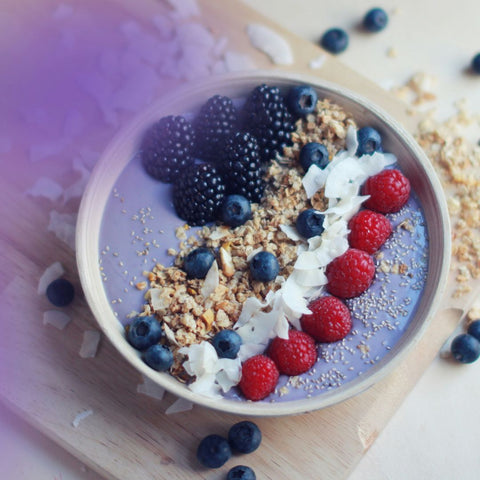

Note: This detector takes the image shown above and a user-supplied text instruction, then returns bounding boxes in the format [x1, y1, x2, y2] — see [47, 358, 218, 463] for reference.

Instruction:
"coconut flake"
[79, 330, 101, 358]
[247, 23, 293, 65]
[25, 177, 63, 202]
[165, 398, 193, 415]
[200, 260, 220, 298]
[137, 377, 165, 400]
[47, 210, 77, 250]
[37, 262, 65, 295]
[43, 310, 72, 330]
[72, 409, 93, 428]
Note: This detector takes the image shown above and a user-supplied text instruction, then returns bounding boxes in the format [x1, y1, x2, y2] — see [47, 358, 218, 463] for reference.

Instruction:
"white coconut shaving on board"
[47, 210, 77, 250]
[137, 377, 165, 400]
[78, 330, 102, 358]
[43, 310, 72, 330]
[72, 409, 93, 428]
[25, 177, 64, 202]
[37, 262, 65, 295]
[247, 23, 294, 65]
[179, 127, 396, 398]
[165, 398, 193, 415]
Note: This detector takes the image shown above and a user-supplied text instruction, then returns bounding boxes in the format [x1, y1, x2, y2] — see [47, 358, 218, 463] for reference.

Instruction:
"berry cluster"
[140, 85, 310, 226]
[197, 420, 262, 480]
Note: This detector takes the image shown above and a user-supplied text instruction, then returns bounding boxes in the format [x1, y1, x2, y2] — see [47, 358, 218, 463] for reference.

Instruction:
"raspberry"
[140, 115, 195, 183]
[300, 296, 352, 342]
[362, 169, 410, 213]
[348, 210, 392, 254]
[326, 248, 375, 298]
[268, 330, 317, 375]
[238, 355, 279, 400]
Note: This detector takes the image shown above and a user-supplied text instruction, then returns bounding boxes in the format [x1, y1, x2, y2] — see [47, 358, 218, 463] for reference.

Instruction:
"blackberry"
[140, 115, 195, 183]
[194, 95, 237, 163]
[173, 163, 225, 226]
[221, 132, 265, 202]
[243, 84, 295, 162]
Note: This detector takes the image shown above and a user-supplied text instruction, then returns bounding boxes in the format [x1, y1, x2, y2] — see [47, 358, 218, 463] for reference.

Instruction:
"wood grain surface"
[0, 0, 474, 480]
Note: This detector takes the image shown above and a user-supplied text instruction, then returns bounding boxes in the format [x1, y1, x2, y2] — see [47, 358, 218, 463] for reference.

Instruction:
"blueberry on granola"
[173, 163, 225, 226]
[298, 142, 329, 172]
[250, 251, 280, 282]
[194, 95, 238, 163]
[212, 330, 242, 358]
[127, 315, 163, 351]
[287, 85, 318, 118]
[46, 278, 75, 307]
[221, 132, 265, 202]
[220, 195, 252, 227]
[295, 208, 325, 238]
[243, 84, 295, 162]
[357, 127, 383, 157]
[183, 247, 215, 278]
[140, 115, 195, 183]
[142, 343, 173, 372]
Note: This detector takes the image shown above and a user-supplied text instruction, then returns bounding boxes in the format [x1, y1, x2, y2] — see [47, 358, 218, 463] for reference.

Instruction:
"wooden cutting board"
[0, 0, 474, 480]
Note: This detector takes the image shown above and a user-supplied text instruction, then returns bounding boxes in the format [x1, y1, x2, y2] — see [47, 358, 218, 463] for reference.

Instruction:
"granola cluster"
[137, 100, 355, 380]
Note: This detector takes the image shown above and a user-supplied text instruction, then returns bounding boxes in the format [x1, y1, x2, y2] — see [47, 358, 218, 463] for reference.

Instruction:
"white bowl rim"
[76, 70, 451, 416]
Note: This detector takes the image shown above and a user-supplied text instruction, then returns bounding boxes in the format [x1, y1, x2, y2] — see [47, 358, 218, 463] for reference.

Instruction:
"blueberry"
[250, 252, 280, 282]
[467, 320, 480, 342]
[471, 53, 480, 75]
[228, 420, 262, 453]
[320, 28, 348, 54]
[295, 208, 325, 238]
[299, 142, 329, 172]
[46, 278, 75, 307]
[227, 465, 257, 480]
[212, 330, 242, 358]
[127, 315, 163, 351]
[220, 195, 252, 227]
[363, 8, 388, 32]
[142, 343, 173, 372]
[183, 247, 215, 278]
[197, 434, 232, 468]
[450, 333, 480, 363]
[287, 85, 318, 117]
[357, 127, 382, 157]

Stated goal >>
Would you set down the listing exactly, omitting pictures?

Correct answer >>
Note: This detector takes the image shown above and a user-supplied text instruction, then returns bounding boxes in the format [x1, y1, x2, y2] — see [47, 358, 218, 463] for reference.

Instruction:
"coconut flake"
[79, 330, 101, 358]
[247, 23, 293, 65]
[25, 177, 63, 202]
[165, 398, 193, 415]
[200, 260, 220, 298]
[137, 377, 165, 400]
[47, 210, 77, 250]
[37, 262, 65, 295]
[43, 310, 72, 330]
[72, 409, 93, 428]
Note: This detector takes the image shown above and a user-supplied text instruction, then returns bounding boxes in the format [x1, y1, x2, y2] — see [47, 358, 218, 463] for reference.

Instruction:
"white coconut shaving on board"
[47, 210, 77, 250]
[137, 377, 165, 400]
[78, 330, 102, 358]
[43, 310, 72, 330]
[72, 409, 93, 428]
[25, 177, 64, 202]
[37, 262, 65, 295]
[247, 23, 294, 65]
[179, 127, 396, 398]
[165, 398, 193, 415]
Note: This detector takes the image shown above and a user-supplied text instruction, then returns bounding boxes in the format [x1, y1, x2, y2] — see [47, 358, 218, 463] for reference.

Instruction:
"berry cluster"
[140, 85, 310, 226]
[197, 420, 262, 480]
Note: This detector takes the image shown above and a user-supplied text instruction, then returns bounding boxes in the format [x1, y1, x2, y2] — see [47, 358, 218, 463] for reference.

Instruction:
"raspberry"
[140, 115, 195, 183]
[300, 296, 352, 342]
[362, 169, 410, 213]
[348, 210, 392, 254]
[326, 248, 375, 298]
[268, 330, 317, 375]
[238, 355, 279, 400]
Note: This detector takes the image shown above and a user-supplied text instruction, then returns bounding boxes in the format [x1, y1, x2, y2] — see [47, 358, 218, 463] for reference.

Instruction:
"blackberry"
[140, 115, 195, 183]
[194, 95, 237, 163]
[173, 163, 225, 226]
[221, 132, 265, 202]
[243, 84, 295, 162]
Note: This detector takes the image shown above and a user-supplied text instruction, then returns bounding boxes in the format [x1, y1, x2, y2] — see [47, 358, 218, 463] for reference.

Instruction:
"wood grain surface"
[0, 0, 474, 480]
Note: This detector takes the image shown above and a user-supplied text instruction, then returns bounding boxes in the format [x1, y1, x2, y2] — see [47, 358, 218, 463] for reference.

Instruction:
"blueberry on granola"
[173, 163, 225, 226]
[298, 142, 329, 172]
[250, 251, 280, 282]
[194, 95, 238, 163]
[212, 330, 242, 358]
[127, 315, 163, 351]
[287, 85, 318, 118]
[46, 278, 75, 307]
[221, 132, 265, 202]
[220, 195, 252, 227]
[295, 208, 325, 238]
[243, 84, 295, 162]
[357, 127, 383, 157]
[183, 247, 215, 278]
[140, 115, 195, 183]
[142, 343, 173, 372]
Note: This detector takes the image shown above and a user-supplied text instruction, then returns bounding boxes in the format [x1, y1, x2, y2] — see [47, 358, 218, 463] for reference.

Instruction:
"wooden cutting board"
[0, 0, 474, 480]
Note: This detector takes the image shown above and a user-supplied text instruction, then returns bounding boxes in the format [x1, y1, x2, y2] — see [47, 358, 218, 463] for reference.

Instruction:
"granola cluster"
[137, 100, 355, 380]
Note: This detector takes the image shown above and a user-supplied text instruction, then returns bounding boxes in the format [x1, y1, x2, y2] — see [47, 358, 218, 463] for reference.

Instruction:
"white bowl rim"
[76, 70, 451, 416]
Note: This detector takes the image shown above and a user-supplied text instruction, then returns bounding boxes in the format [x1, y1, x2, y2] — see [47, 358, 218, 463] for reference.

Instruction:
"blueberry"
[250, 252, 280, 282]
[467, 320, 480, 342]
[471, 53, 480, 75]
[228, 420, 262, 453]
[320, 28, 348, 54]
[295, 208, 325, 238]
[299, 142, 329, 172]
[46, 278, 75, 307]
[227, 465, 257, 480]
[212, 330, 242, 358]
[127, 315, 163, 351]
[220, 195, 252, 227]
[363, 8, 388, 32]
[142, 343, 173, 372]
[183, 247, 215, 278]
[197, 434, 232, 468]
[450, 333, 480, 363]
[287, 85, 318, 117]
[357, 127, 382, 157]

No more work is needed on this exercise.